* Start *

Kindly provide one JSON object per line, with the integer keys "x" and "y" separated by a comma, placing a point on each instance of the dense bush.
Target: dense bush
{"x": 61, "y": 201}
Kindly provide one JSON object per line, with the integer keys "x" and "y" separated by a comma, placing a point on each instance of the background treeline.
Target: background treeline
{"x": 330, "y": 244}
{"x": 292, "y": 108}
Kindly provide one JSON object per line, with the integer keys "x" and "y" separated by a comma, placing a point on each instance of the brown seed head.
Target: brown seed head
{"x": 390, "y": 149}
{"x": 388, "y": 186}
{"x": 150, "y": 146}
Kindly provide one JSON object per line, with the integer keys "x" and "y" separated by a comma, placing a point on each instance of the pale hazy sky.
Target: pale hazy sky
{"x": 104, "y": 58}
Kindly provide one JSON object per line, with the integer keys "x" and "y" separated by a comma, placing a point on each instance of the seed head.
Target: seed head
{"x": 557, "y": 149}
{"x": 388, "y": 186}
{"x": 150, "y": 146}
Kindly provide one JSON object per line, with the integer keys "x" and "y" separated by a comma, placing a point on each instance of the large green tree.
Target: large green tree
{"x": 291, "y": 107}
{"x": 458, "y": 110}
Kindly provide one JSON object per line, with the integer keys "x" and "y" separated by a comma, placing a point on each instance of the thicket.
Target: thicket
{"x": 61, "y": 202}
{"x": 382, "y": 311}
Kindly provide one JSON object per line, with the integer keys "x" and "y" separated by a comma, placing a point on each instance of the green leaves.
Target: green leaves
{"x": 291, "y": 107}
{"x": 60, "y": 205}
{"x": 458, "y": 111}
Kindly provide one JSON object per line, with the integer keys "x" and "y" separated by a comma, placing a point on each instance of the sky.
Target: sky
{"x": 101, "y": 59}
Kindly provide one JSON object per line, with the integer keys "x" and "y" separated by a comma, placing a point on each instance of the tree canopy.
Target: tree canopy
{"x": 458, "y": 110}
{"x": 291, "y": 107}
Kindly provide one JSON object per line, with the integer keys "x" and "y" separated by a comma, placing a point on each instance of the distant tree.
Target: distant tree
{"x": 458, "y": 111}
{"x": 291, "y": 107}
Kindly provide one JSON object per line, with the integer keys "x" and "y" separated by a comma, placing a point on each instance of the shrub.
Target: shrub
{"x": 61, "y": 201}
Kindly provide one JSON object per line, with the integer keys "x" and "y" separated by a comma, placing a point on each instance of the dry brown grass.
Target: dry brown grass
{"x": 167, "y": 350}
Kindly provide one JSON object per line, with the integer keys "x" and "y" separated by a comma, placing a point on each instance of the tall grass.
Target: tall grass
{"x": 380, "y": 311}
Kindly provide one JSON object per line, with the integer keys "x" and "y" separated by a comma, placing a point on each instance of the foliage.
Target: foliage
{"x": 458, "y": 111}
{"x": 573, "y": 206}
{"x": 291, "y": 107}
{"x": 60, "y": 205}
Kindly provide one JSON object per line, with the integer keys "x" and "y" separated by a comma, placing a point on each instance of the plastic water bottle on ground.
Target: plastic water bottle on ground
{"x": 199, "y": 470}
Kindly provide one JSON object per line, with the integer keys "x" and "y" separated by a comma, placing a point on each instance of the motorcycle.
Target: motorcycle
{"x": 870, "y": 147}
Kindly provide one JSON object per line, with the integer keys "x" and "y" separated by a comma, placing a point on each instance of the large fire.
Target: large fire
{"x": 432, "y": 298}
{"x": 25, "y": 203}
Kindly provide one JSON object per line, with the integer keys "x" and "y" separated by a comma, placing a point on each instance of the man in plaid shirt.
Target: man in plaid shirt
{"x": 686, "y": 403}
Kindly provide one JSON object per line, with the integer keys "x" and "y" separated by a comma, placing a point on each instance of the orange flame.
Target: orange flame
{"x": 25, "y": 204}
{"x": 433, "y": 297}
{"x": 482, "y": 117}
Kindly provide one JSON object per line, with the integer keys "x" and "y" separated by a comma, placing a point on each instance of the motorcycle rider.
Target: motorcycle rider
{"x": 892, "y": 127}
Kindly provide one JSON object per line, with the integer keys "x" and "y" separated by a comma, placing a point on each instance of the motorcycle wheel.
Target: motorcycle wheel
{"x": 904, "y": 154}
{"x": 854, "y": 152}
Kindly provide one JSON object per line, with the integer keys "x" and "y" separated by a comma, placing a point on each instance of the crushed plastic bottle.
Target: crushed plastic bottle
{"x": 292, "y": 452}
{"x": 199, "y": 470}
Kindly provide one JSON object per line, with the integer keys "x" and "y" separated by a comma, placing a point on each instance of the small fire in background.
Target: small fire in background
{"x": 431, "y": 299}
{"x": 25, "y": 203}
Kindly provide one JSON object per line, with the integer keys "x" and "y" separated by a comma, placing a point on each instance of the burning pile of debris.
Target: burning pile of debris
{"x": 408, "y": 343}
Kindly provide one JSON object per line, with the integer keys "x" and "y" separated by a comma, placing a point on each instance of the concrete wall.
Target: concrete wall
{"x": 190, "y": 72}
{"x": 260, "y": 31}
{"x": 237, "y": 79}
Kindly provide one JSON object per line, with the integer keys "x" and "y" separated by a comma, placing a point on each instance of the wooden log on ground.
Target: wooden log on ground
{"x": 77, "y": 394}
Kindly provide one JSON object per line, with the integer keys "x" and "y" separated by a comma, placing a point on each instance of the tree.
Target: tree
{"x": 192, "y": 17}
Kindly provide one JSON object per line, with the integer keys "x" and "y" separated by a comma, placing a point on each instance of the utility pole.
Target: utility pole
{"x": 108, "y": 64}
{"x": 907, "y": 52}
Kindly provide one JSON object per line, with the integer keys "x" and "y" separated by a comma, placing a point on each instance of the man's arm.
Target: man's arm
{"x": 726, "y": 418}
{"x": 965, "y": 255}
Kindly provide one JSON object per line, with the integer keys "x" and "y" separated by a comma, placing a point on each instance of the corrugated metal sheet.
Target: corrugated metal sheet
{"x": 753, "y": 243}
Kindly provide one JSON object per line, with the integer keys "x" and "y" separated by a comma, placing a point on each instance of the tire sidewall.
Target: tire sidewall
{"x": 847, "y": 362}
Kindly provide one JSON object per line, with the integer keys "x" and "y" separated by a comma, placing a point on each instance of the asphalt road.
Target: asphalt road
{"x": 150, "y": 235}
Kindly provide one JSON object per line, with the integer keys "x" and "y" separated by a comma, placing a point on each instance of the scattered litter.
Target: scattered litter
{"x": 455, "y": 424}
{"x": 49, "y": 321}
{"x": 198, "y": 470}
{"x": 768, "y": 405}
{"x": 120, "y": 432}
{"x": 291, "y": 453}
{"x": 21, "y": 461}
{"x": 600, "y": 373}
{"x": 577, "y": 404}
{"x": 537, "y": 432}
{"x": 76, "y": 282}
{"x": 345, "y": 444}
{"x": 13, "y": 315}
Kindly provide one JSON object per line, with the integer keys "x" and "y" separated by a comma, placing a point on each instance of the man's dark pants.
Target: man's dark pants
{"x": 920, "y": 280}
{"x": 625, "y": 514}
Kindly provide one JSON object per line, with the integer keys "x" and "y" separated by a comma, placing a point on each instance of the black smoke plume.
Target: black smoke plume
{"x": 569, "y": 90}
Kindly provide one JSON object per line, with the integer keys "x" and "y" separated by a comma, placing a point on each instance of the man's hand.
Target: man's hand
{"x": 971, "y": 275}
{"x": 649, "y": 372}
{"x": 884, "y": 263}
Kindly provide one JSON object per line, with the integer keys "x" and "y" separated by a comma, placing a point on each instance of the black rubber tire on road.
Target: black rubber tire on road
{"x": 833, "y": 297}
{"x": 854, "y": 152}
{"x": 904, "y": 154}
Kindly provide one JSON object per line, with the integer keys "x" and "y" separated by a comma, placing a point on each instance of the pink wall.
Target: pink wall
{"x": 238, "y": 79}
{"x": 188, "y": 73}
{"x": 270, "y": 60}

* End *

## [Work to do]
Copy out the lines from the line containing "black smoke plume." to the end of the listing above, without alteration.

## [Task output]
Kindly provide one JSON object per line, with the integer keys "x" and "y" separated by a comma, placing a point on each instance of the black smoke plume.
Target: black smoke plume
{"x": 569, "y": 90}
Kindly provide one JSON object per line, with the integer keys "x" and "y" separated by a comma, placing a point on each instance of the man's hand.
Target: man's hand
{"x": 971, "y": 275}
{"x": 649, "y": 372}
{"x": 884, "y": 263}
Kindly provide one JSON object per line, with the integer keys "x" and "y" separated by a comma, placing a point on each instance of the black rubber tire on road.
Target: black rubber tire on road
{"x": 833, "y": 297}
{"x": 854, "y": 152}
{"x": 904, "y": 154}
Kindly provide one JSON object per line, with the integer keys "x" and "y" separated by a comma, placing a point on each instance of the pink wall.
Target: pink wall
{"x": 238, "y": 79}
{"x": 188, "y": 73}
{"x": 270, "y": 60}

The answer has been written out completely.